Leave out all pictures while repeating the records exactly and completely.

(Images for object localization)
---
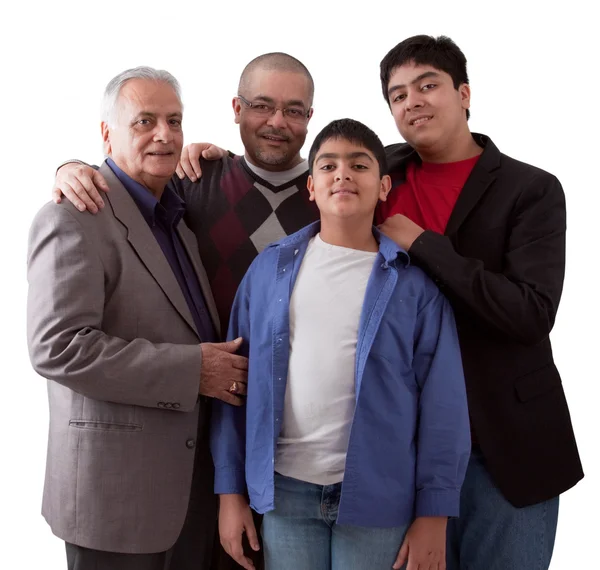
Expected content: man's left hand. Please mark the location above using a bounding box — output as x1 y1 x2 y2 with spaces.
378 214 425 251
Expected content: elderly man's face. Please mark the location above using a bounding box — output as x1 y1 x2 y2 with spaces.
102 79 183 192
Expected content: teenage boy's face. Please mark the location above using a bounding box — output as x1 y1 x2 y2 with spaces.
307 138 391 221
386 63 470 152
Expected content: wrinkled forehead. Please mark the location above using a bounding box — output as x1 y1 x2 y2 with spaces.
243 68 312 107
116 78 182 114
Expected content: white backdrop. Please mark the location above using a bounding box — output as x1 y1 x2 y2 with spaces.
1 1 597 568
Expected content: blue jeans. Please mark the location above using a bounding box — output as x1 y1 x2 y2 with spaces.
262 472 409 570
447 451 559 570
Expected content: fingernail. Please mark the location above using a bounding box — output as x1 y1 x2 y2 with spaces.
78 205 85 211
99 201 105 208
190 176 196 182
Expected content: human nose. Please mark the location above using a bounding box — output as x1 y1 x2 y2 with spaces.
405 89 424 111
153 119 173 143
334 165 352 181
266 108 287 128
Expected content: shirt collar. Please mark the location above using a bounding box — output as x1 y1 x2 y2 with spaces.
243 156 308 186
106 158 185 227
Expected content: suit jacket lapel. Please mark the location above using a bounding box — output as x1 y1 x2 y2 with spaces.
445 135 501 236
176 222 221 339
100 163 200 338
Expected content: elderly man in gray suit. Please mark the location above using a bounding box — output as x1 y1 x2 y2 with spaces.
27 67 248 570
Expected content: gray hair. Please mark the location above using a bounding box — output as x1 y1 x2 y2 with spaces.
101 66 183 126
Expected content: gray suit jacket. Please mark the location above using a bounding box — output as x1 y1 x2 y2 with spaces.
27 163 221 554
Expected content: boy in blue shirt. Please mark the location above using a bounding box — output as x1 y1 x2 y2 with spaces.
211 118 470 570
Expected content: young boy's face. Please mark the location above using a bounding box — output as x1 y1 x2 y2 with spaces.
308 138 391 222
386 62 470 152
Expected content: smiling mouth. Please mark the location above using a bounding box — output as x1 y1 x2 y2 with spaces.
148 151 174 156
410 116 432 126
332 189 358 196
262 135 287 142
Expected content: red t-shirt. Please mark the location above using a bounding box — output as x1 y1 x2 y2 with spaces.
377 155 481 232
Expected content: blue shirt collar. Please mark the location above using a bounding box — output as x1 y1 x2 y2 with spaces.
273 220 410 266
106 158 184 227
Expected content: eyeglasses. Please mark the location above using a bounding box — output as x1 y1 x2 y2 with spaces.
237 95 310 123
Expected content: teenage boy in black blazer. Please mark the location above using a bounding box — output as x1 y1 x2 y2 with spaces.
377 34 583 570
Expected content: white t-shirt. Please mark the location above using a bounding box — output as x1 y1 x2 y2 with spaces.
275 234 377 485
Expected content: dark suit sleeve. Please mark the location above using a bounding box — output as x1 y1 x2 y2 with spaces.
408 173 566 344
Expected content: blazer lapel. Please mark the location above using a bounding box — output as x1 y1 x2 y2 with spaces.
100 163 199 338
176 222 221 339
445 134 501 235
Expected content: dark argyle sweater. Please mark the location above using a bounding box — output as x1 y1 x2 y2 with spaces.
168 155 318 335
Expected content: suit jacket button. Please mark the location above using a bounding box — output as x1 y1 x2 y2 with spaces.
186 439 195 449
158 402 165 408
173 403 181 409
165 402 173 408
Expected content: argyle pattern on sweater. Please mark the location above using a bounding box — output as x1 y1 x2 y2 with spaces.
169 155 318 334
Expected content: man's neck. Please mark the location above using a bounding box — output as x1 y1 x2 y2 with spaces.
110 158 168 200
319 217 378 252
244 152 304 173
140 180 166 200
417 127 482 164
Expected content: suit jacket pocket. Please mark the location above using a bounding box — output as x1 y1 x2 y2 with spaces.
69 420 143 431
514 363 562 402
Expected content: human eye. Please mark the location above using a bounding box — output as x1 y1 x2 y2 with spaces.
319 163 335 171
421 83 436 91
285 108 305 118
137 118 151 125
353 163 368 170
169 118 182 127
392 93 406 103
253 104 272 113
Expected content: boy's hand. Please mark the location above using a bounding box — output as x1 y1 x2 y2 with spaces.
219 494 260 570
394 516 447 570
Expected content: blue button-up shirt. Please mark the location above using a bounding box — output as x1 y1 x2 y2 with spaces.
211 221 471 527
107 159 215 342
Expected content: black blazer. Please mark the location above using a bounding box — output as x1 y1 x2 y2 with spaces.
386 134 583 507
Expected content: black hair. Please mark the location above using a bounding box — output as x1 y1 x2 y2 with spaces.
308 118 387 176
380 35 470 119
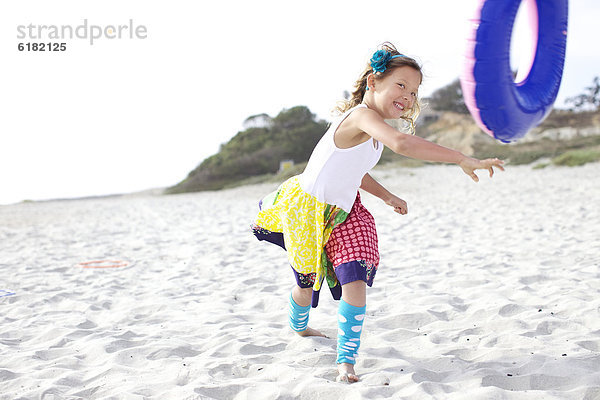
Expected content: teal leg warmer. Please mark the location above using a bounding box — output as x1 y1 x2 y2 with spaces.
337 299 366 365
288 292 310 332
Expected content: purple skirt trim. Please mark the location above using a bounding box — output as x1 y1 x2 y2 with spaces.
253 226 286 250
292 260 375 307
252 226 377 308
335 260 377 287
293 261 375 288
292 267 341 307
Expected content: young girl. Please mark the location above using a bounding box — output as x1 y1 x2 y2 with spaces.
251 42 504 383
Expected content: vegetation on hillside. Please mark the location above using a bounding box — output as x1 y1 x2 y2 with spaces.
552 148 600 166
565 76 600 112
167 106 328 193
426 78 469 114
473 134 600 165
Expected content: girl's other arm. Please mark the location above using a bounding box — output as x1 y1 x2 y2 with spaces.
360 173 407 215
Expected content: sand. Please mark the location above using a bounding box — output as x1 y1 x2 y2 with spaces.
1 162 599 400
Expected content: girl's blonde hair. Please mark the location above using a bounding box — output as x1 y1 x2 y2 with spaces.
336 42 423 134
---
Reply -
Expected content: man's left hand. Please mark the location above using a bounding box — output as x1 y1 x2 y2 with spaces.
378 214 425 251
Expected content: elderly man's face. Please mark the location above using a bounding box — output as x1 y1 x2 y2 with spaces.
102 79 183 192
Expected content: teenage boy's face. Please mark the location above using a bounding box — output as x1 y1 x2 y2 with spaces.
307 138 391 221
386 63 470 152
Expected content: wrinkled forehead. Please mark the location above using a bounding box — output as x1 y1 x2 y2 with spaces.
243 68 312 107
116 78 182 114
Expected content: white backdrop. Please mark the location above using a bounding box — output as x1 y1 x2 y2 with spaces.
1 1 597 568
Expected content: blue jeans. Please mark the location above using a bounding box — output as x1 y1 x2 y2 with spaces.
262 472 409 570
447 451 559 570
Expected content: fingernail. Please mark the location above using a bounding box — output as x1 y1 x2 y2 with spaces.
78 205 85 211
99 201 105 208
190 176 196 182
Expected content: human nose. Please mark the location above using a bounding box — output as x1 y1 x2 y2 with spaces.
405 89 424 111
153 119 173 143
334 165 352 181
266 108 287 128
Expected content: shirt collar. Please mark the location above using a bounding box — output as x1 y1 x2 y2 with spaces.
243 156 308 186
106 158 185 227
Expected content: suit jacket lapel. Please mark the location above using a bounding box — output as x1 y1 x2 y2 with spaces.
445 135 501 236
176 222 221 339
100 163 200 338
Expected content: elderly man in gray suit. Please mark the location above using a bounding box — output as x1 y1 x2 y2 with spaces.
27 67 248 570
Expected content: gray hair. Please mark the location above using a bounding box — output as x1 y1 x2 y2 with spaces.
101 66 183 126
Expected content: gray suit jacket. Please mark the location above using a bounding box — output as x1 y1 x2 y2 with spaces.
27 163 221 554
Expected content: boy in blue shirt. Please mark the location above using a bounding box — output as x1 y1 x2 y2 with spaces.
211 118 470 570
Expected content: young boy's face. Please mark the location above using a bounding box — output as x1 y1 x2 y2 with spaces.
308 138 391 222
386 62 470 152
Expected content: smiling mouth. Please mark the location above using a bounding box — output as x1 y1 x2 y2 with spaces.
148 151 174 156
410 116 432 126
332 189 358 196
262 135 287 142
Expected content: red t-shirt. Please mark the location above using a bounding box — output as x1 y1 x2 y2 with spaces.
377 155 481 232
Expected content: blue shirt collar. Please mark the location above using a bounding box — output as x1 y1 x2 y2 with spaces.
273 220 410 266
106 158 184 227
Expected content: eyeglasses. Please mark the location above using a bounding box — output as x1 y1 x2 y2 with spaces.
237 95 310 123
Expected content: teenage boy in black blazer. Please mark the location above using a bounding box — output as x1 y1 x2 y2 with spaces.
377 34 583 570
Expected content: white t-shirt. Please mark the location above using a bounding box — output as x1 y1 x2 y2 with spaces.
275 234 377 485
Expected content: dark suit sleeve. Please mark the location above using a bounding box — output as x1 y1 x2 y2 with spaces.
408 173 566 344
Expected content: blazer lapel. Please mark the location above using a bounding box — output as x1 y1 x2 y2 with spaces.
100 163 199 338
176 222 221 339
445 134 501 235
Expected content: dark argyle sweater. Please mark the location above using a bounding box — output as x1 y1 x2 y2 with spaces.
168 155 318 335
Expected content: suit jacket button. Please mark the location above using a bounding box — output as x1 y1 x2 y2 with spaces.
186 439 195 449
158 402 165 408
173 403 181 409
165 402 173 408
Expected content: argyle pattern on sweater. Please mark the location above using a bounding box — output as x1 y1 x2 y2 with spaces.
169 155 318 334
Expected content: man's neck. Please mark the location above using a bounding box — output as x1 y1 x2 y2 with spaces.
110 158 168 200
319 217 378 252
244 152 304 173
140 180 166 200
417 127 482 164
Expected content: suit jacket pocket. Please mark the location above using a bounding box — output as x1 y1 x2 y2 with spaces.
69 420 143 431
514 363 562 402
Expected content: human eye. Please mark the location above using a bounding box — output as x1 y1 x2 y2 with spaces.
319 163 335 171
421 83 436 91
285 108 305 118
137 118 151 125
353 163 368 170
169 118 182 127
392 93 406 103
253 104 272 113
Expected content: boy's hand. Please mark the location above using a bounding box — output as x1 y1 x2 y2 with spaces.
219 494 260 570
394 516 447 570
Expected content: blue button-up shirt. Please mark the location above using a bounding box — output as x1 y1 x2 y2 with spaces.
211 221 471 527
107 159 215 342
Expected content: black blazer. Please mark the location above using a bounding box — output as x1 y1 x2 y2 with spaces.
386 134 583 507
Expected content: black hair. Please mark the location above using a bounding box — output as x1 y1 x2 y2 with spaces.
308 118 387 176
380 35 470 119
Expected content: teal leg warmer. Please mark the location above using a bounding box — output as x1 y1 x2 y2 with spaces.
337 299 366 365
288 292 310 332
Expected content: purple skirt trim. Please mark the location above using a bounding box — output as x1 y1 x2 y2 with spaces.
253 226 286 250
292 260 375 307
252 226 377 308
335 260 377 287
293 261 375 288
292 267 341 307
Expected content: young girl. Please mark the location above using a bounding box — output as x1 y1 x2 y2 with spaces.
251 42 504 383
Expected content: vegetation on hillside. Please mark the location above using a bounding box — output as x1 y1 x2 y2 with spaces.
552 148 600 166
565 76 600 112
167 106 328 193
426 78 469 114
473 134 600 165
Expected content: girl's other arm. Please mark the location above using a bounding box — output as x1 y1 x2 y2 with spaces.
360 173 407 215
Expected content: sand. Please mark the location above using a bounding box — output as x1 y1 x2 y2 with spaces.
1 162 599 400
Expected content: girl's blonde hair. Please mark the location above using a bounding box — output as x1 y1 x2 y2 with spaces.
336 42 423 134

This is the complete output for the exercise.